• **TASK BRIEF**
Render each line of all the items below as one string in a JSON list, leaving out any blank lines.

• **STORED RECORDS**
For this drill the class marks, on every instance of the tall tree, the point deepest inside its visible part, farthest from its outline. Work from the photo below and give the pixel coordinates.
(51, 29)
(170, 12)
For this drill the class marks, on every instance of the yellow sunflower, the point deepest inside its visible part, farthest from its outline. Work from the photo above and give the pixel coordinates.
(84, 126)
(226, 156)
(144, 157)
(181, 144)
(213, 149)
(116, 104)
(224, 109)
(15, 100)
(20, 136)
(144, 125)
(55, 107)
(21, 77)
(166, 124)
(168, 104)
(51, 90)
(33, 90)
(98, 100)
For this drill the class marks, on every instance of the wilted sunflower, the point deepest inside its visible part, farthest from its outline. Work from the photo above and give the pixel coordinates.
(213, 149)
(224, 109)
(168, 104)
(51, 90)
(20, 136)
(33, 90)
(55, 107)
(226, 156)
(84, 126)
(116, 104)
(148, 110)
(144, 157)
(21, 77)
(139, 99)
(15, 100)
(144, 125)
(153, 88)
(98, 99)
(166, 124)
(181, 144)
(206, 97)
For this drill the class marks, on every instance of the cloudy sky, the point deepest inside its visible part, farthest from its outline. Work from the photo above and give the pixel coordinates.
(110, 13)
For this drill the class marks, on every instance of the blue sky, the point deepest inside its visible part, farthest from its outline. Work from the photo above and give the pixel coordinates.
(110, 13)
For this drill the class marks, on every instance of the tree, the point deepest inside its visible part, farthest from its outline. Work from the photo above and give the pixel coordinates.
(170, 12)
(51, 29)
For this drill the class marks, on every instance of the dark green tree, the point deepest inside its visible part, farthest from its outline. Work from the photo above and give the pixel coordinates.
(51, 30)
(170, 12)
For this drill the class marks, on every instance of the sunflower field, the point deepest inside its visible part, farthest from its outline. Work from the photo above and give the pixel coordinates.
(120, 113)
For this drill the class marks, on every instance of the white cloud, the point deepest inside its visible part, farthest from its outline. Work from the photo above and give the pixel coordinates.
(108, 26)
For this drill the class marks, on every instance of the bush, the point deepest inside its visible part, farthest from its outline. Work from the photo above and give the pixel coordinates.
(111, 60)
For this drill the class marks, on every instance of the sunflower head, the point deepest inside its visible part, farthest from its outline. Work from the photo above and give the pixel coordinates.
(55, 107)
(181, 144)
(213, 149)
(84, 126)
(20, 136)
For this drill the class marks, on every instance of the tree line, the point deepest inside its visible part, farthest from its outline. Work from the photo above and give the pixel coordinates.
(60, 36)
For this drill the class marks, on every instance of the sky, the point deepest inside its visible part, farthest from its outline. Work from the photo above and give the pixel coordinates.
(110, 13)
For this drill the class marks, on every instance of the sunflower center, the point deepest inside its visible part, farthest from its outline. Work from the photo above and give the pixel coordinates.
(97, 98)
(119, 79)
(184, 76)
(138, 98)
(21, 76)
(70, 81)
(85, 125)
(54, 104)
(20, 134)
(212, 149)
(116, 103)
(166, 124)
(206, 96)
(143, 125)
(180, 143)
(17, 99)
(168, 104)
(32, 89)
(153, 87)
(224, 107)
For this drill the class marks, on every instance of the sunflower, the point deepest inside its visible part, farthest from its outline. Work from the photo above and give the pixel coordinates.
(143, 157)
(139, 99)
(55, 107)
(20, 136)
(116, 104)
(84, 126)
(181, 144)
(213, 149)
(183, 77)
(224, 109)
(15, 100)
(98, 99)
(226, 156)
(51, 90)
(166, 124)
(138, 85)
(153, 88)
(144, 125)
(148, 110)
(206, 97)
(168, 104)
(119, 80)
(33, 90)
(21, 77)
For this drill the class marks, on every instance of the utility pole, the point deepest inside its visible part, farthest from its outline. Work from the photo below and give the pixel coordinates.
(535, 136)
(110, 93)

• **SOLUTION FOR THIS TASK**
[
  "For this drill the class marks, on every instance of the tall tree, the point deepest inside its visible part, farthest from its outline. Work from the photo below and give the pixel coordinates.",
  "(51, 29)",
  "(170, 12)",
  "For this drill the class marks, on every instance of the yellow sunflower, the point deepest inside its visible part, farthest from its outline. Work from the photo above and give the pixel coordinates.",
  "(84, 126)",
  "(226, 156)",
  "(144, 157)",
  "(181, 144)",
  "(213, 149)",
  "(116, 104)",
  "(224, 109)",
  "(15, 100)",
  "(20, 136)",
  "(144, 125)",
  "(55, 107)",
  "(21, 77)",
  "(166, 124)",
  "(168, 104)",
  "(51, 90)",
  "(33, 90)",
  "(98, 100)",
  "For this drill the class marks, on every instance of the wilted sunflower, the point deepest inside its visible part, farthest from its outline. Work from the photo above and give the pixel coordinates.",
  "(213, 149)",
  "(224, 109)",
  "(168, 104)",
  "(51, 90)",
  "(20, 136)",
  "(33, 90)",
  "(55, 107)",
  "(226, 156)",
  "(84, 126)",
  "(116, 104)",
  "(148, 110)",
  "(144, 157)",
  "(21, 77)",
  "(139, 99)",
  "(15, 100)",
  "(144, 125)",
  "(153, 88)",
  "(98, 99)",
  "(166, 124)",
  "(181, 144)",
  "(206, 97)",
  "For this drill the class marks, on every instance of the cloudy sky, the point deepest inside its visible part, farthest from its outline. Work from the photo above and give the pixel coordinates.",
  "(110, 13)",
  "For this drill the class marks, on every instance of the blue sky, the point deepest inside its visible part, farthest from its outline. Work from the photo above and give the pixel coordinates.",
  "(110, 13)",
  "For this drill the class marks, on every instance of the tree, the point deepest inside its visible part, farthest from its outline. Work from the photo above and give the pixel coordinates.",
  "(170, 12)",
  "(51, 29)",
  "For this drill the class marks, on every instance of the dark green tree, the point deepest inside its visible part, farthest from its outline. Work from the photo above and give the pixel coordinates.",
  "(51, 30)",
  "(170, 12)",
  "For this drill the class marks, on every instance of the sunflower field, the point deepest inside its visible part, farthest from its outline. Work from the photo above and give the pixel coordinates.",
  "(120, 113)",
  "For this drill the class marks, on every instance of the white cloud, the point deepest inside its visible part, farthest from its outline. Work from the photo above and give the pixel coordinates.",
  "(108, 26)",
  "For this drill the class marks, on every instance of the bush, the point deepest inside its visible part, farthest from its outline. Work from the photo above and give the pixel coordinates.",
  "(111, 60)",
  "For this drill the class marks, on every instance of the sunflower head, the point deepest inside its visible part, farthest from its outline. Work from the photo above and give the pixel coordinates.",
  "(55, 107)",
  "(181, 144)",
  "(213, 149)",
  "(84, 126)",
  "(20, 136)",
  "For this drill the class marks, on every instance of the tree line, the point deepest inside its visible part, farthest from its outline. Work from the photo above and give the pixel coordinates.",
  "(60, 36)",
  "For this drill the class marks, on every instance of the sky, the point deepest inside its visible part, farthest from its outline. Work from the photo above and give the pixel coordinates.",
  "(110, 13)",
  "For this drill the class marks, on every instance of the sunflower center, the point deepest inside its visible part, farthest from its outline. Work from the photo above and give the pixel coordinates.",
  "(97, 98)",
  "(119, 79)",
  "(184, 76)",
  "(138, 98)",
  "(21, 76)",
  "(70, 81)",
  "(85, 125)",
  "(54, 104)",
  "(20, 134)",
  "(212, 149)",
  "(116, 103)",
  "(166, 124)",
  "(206, 96)",
  "(143, 125)",
  "(180, 143)",
  "(17, 99)",
  "(168, 104)",
  "(32, 89)",
  "(153, 87)",
  "(224, 107)",
  "For this drill the class marks, on every instance of the sunflower, the point deepest inside its visible part, farthest from its outline. Work from the photo above and give the pixel coordinates.",
  "(143, 157)",
  "(139, 99)",
  "(55, 107)",
  "(20, 136)",
  "(116, 104)",
  "(84, 126)",
  "(181, 144)",
  "(213, 149)",
  "(183, 77)",
  "(224, 109)",
  "(15, 100)",
  "(98, 99)",
  "(226, 156)",
  "(51, 90)",
  "(166, 124)",
  "(138, 85)",
  "(153, 88)",
  "(144, 125)",
  "(148, 110)",
  "(206, 97)",
  "(168, 104)",
  "(119, 80)",
  "(33, 90)",
  "(21, 77)",
  "For this drill the class marks, on every instance of the utility pole, the point deepest inside its visible part, farthest from its outline. Work from the photo below and give the pixel coordinates.",
  "(535, 136)",
  "(110, 93)"
]